- Task instructions -
Every record below is to be restated word for word.

--------

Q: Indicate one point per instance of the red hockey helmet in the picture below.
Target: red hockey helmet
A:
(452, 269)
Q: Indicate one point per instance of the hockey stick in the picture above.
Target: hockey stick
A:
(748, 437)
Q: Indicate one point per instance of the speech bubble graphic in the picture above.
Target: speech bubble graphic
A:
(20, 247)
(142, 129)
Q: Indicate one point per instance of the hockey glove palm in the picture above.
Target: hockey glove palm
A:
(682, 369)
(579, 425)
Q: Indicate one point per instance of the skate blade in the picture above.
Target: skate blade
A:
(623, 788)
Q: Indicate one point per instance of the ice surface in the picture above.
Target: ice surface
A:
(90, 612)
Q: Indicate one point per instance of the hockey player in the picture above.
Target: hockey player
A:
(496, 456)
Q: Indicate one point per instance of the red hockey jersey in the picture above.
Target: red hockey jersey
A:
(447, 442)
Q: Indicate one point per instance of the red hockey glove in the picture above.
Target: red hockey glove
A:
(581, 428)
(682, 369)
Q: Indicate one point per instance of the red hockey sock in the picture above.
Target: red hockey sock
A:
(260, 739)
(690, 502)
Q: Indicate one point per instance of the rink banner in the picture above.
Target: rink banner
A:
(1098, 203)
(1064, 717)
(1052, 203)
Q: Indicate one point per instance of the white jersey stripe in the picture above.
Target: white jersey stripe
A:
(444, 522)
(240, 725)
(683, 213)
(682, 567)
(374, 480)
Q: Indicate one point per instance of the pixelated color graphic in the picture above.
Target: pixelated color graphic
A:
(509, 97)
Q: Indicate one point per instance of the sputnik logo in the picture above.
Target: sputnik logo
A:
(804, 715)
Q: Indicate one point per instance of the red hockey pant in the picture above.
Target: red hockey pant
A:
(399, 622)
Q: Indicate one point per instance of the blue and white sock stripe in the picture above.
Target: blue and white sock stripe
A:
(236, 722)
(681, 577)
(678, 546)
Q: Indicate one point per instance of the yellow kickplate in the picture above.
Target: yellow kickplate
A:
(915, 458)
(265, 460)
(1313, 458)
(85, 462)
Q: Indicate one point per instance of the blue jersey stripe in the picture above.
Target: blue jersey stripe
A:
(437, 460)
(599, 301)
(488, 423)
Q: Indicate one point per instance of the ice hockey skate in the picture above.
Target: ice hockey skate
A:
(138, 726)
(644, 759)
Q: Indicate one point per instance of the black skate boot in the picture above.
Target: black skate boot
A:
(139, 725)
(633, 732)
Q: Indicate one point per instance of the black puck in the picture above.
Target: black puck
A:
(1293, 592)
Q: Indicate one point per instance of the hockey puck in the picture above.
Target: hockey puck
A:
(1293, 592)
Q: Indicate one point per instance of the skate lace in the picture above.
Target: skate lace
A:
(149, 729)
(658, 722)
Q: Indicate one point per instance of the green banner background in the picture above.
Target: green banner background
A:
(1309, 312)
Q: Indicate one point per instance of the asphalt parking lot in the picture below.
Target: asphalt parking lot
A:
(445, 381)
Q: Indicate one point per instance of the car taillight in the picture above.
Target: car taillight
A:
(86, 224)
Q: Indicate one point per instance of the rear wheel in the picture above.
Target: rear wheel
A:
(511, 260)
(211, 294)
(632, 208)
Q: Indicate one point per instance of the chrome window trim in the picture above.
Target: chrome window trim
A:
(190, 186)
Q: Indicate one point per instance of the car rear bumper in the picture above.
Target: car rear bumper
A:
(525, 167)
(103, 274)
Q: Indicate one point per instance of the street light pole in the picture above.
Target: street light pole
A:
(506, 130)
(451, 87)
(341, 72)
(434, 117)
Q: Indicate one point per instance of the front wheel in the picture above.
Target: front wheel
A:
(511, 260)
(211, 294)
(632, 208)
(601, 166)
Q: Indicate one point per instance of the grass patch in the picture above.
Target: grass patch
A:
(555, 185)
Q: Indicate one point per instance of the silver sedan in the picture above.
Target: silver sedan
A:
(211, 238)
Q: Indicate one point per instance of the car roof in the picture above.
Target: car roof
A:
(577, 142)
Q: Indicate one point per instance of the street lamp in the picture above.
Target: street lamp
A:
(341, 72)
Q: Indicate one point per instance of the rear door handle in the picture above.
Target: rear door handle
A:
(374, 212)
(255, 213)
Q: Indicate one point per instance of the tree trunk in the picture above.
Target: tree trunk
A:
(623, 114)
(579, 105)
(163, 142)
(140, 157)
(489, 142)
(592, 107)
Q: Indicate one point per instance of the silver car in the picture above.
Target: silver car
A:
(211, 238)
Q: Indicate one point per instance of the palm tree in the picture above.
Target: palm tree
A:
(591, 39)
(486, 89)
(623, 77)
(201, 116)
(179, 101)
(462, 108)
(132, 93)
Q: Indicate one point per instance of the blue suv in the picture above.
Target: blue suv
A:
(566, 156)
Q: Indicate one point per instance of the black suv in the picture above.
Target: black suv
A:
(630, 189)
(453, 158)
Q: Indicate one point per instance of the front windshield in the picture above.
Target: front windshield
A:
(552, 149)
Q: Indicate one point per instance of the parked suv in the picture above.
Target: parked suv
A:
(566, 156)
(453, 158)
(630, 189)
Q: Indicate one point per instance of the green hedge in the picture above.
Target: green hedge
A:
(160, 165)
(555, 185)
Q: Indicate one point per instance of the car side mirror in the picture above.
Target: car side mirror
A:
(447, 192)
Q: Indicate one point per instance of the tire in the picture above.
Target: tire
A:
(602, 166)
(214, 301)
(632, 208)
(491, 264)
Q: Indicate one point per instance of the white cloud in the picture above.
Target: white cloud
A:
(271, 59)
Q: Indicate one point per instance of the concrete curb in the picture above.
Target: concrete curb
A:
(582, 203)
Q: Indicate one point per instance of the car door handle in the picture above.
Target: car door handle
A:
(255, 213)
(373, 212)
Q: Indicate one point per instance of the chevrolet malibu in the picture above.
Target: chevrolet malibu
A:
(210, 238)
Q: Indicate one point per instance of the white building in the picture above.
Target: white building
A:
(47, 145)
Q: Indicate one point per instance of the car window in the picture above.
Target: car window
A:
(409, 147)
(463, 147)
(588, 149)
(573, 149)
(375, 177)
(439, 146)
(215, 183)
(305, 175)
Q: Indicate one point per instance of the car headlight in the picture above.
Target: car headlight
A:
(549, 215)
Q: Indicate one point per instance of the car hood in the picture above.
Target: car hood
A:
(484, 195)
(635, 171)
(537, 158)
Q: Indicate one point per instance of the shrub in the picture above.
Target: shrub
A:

--------

- Answer to this exercise -
Q: Indicate one point per instance of the red hockey helmet in the picture below.
Target: red hockey helmet
A:
(452, 269)
Q: Indicate one point per instance of the hockey stick in the picture above.
Target: hockey stick
A:
(748, 437)
Q: Indicate one point per instance of the speech bubble graphic in the picture above.
Target: speech bubble graphic
A:
(20, 247)
(142, 129)
Q: Indicate one point per instance of the hockey glove palm in the picture above.
Target: hockey glove palm
A:
(682, 369)
(579, 425)
Q: Indicate one point per instance of the skate blade in the picture above.
Target: skate blade
A:
(623, 788)
Q: Indicate one point per instance of the ice surface in the picture above.
Target: ice surface
A:
(90, 612)
Q: Indicate one point per instance of the hockey player in the picture above.
Target: hockey player
A:
(496, 456)
Q: Indicate one point per instance of the red hockey jersey in the picture above.
Target: red hockey jersey
A:
(447, 442)
Q: Indicate one point per instance of the red hockey glove in the picture above.
Target: red hockey glove
A:
(581, 428)
(682, 369)
Q: Indicate one point per instance of the red hockey sock in the picture above.
Target: red hockey sock
A:
(260, 739)
(690, 502)
Q: Indicate one point per instance of the rink banner in the picture above.
Target: rink banner
A:
(1098, 203)
(1064, 717)
(1052, 203)
Q: Indicate one point per instance of the white jersey stripe in the picture above.
Target: white jersey stripe
A:
(444, 522)
(240, 725)
(683, 213)
(682, 567)
(374, 480)
Q: Indicate one point per instance of the pixelated color graphic in the picture above.
Target: pixelated color graphic
A:
(509, 97)
Q: Indicate one point per instance of the sputnik logo in the picture above.
Target: sputnik logo
A:
(804, 715)
Q: Indicate one point per instance of the red hockey pant in the picture above.
Target: red hockey pant
A:
(399, 622)
Q: Indicate one point per instance of the blue and white sock stripe in the picture above.
Target: blue and white sock stripe
A:
(236, 722)
(681, 577)
(678, 546)
Q: Indicate one point per instance of the yellow kickplate in the picture above.
Target: yellow kickplate
A:
(915, 458)
(265, 460)
(1313, 458)
(85, 462)
Q: Indicate one point per instance of the blue jersey stripe in the picture above.
Target: blue jersey stripe
A:
(437, 460)
(599, 301)
(488, 423)
Q: Indicate one point per instance of the ice hockey skate in the picture above.
Target: ice hockey skate
A:
(138, 726)
(644, 759)
Q: Indicate one point per instance of the black skate boot in the picture above.
Target: black skate boot
A:
(139, 725)
(633, 732)
Q: Indicate one point per instance of the black puck in the picture above.
Target: black puck
A:
(1293, 592)
Q: Indicate one point per instance of the hockey puck in the picture above.
Target: hockey puck
A:
(1293, 592)
Q: Indicate one point per instance of the skate lace in the picture above.
Target: skate lace
A:
(149, 729)
(658, 722)
Q: Indicate one point per instance of the green banner background in the picture above.
Target: green banner background
A:
(1309, 312)
Q: Indicate one point per instance of the asphalt parking lot in the picture below.
Target: asphalt parking lot
A:
(445, 381)
Q: Indicate one point per instance of the car taillight in the picture above.
Target: car taillight
A:
(86, 224)
Q: Indicate one point per instance of the rear wheel in the picture above.
Target: rear wheel
A:
(511, 260)
(211, 294)
(632, 208)
Q: Indicate one point per instance of the chrome window trim in the picture above.
Target: chrome window trim
A:
(190, 186)
Q: Indicate one point per instance of the car rear bumper in the picture above.
Target: car rear bumper
A:
(525, 167)
(103, 274)
Q: Indicate one point per instance of the street light pole in the picture above.
Target: street light pole
A:
(506, 130)
(451, 87)
(341, 72)
(434, 117)
Q: Indicate one point per instance of the front wheel in the picture above.
Target: front wheel
A:
(511, 260)
(211, 294)
(632, 208)
(601, 166)
Q: Indicate one point per instance of the grass patch in the picture above.
Target: grass patch
A:
(555, 185)
Q: Indicate one point per instance of the silver sedan in the picture above.
Target: silver sedan
A:
(211, 238)
Q: Indicate one point per instance of the car roof in the picture above.
Target: car roof
A:
(577, 142)
Q: Indicate one point per instance of the street lamp in the picture above.
Target: street lamp
A:
(341, 72)
Q: Indicate one point per instance of the rear door handle in the picture above.
Target: rear door handle
A:
(374, 212)
(255, 213)
Q: Indicate one point per instance of the tree trunk in the picture above.
Target: tree trunk
A:
(623, 114)
(579, 105)
(163, 142)
(140, 157)
(489, 142)
(592, 107)
Q: Indicate one point per instance of the silver car in the picture above.
Target: silver car
A:
(211, 238)
Q: Indicate one point per instance of the palm tree in the picture above.
Target: palm tree
A:
(591, 39)
(486, 89)
(623, 77)
(201, 116)
(179, 101)
(462, 108)
(132, 93)
Q: Indicate one point per instance of the blue suv in the picture above.
Target: blue suv
A:
(566, 156)
Q: Indicate one point per instance of the black suv in the picture above.
Target: black suv
A:
(630, 189)
(453, 158)
Q: Indicate one point per instance of the front windshield in the picture above.
Target: front windshield
A:
(552, 149)
Q: Indicate one point per instance of the parked suv in the picture above.
Target: parked suv
A:
(566, 156)
(453, 158)
(630, 189)
Q: Indicate one point per instance of the green hedge in the picture above.
Target: green hedge
A:
(160, 165)
(555, 185)
Q: Indicate one point per instance of the car side mirror in the picture above.
Target: car side mirror
A:
(447, 192)
Q: Indicate one point per instance of the tire in the picture above.
Target: tire
A:
(602, 166)
(214, 301)
(632, 208)
(491, 264)
Q: Indicate one point per instance of the white cloud in the picture above.
Target: white cloud
A:
(271, 59)
Q: Indicate one point per instance of the concrete curb in the picture above.
Target: concrete curb
A:
(582, 203)
Q: Indicate one point per instance of the car door handle in the picture above.
Target: car door handle
A:
(255, 213)
(373, 212)
Q: Indicate one point per instance of the chevrolet malibu in the picture above.
Target: chevrolet malibu
A:
(210, 238)
Q: Indicate one point per instance of the white building in the picture above.
Target: white building
A:
(47, 145)
Q: Indicate one point per instance of the car window in the picture above.
Target: car window
A:
(409, 147)
(463, 147)
(588, 149)
(573, 149)
(375, 177)
(439, 146)
(215, 183)
(305, 175)
Q: Indicate one point per instance of the car headlight in the picture above.
Target: car headlight
A:
(549, 215)
Q: Indicate one point per instance of the car hood in the picture above.
Target: car hood
A:
(484, 195)
(635, 171)
(537, 158)
Q: Indicate one point per instance of the shrub in the picture above.
Target: shrub
A:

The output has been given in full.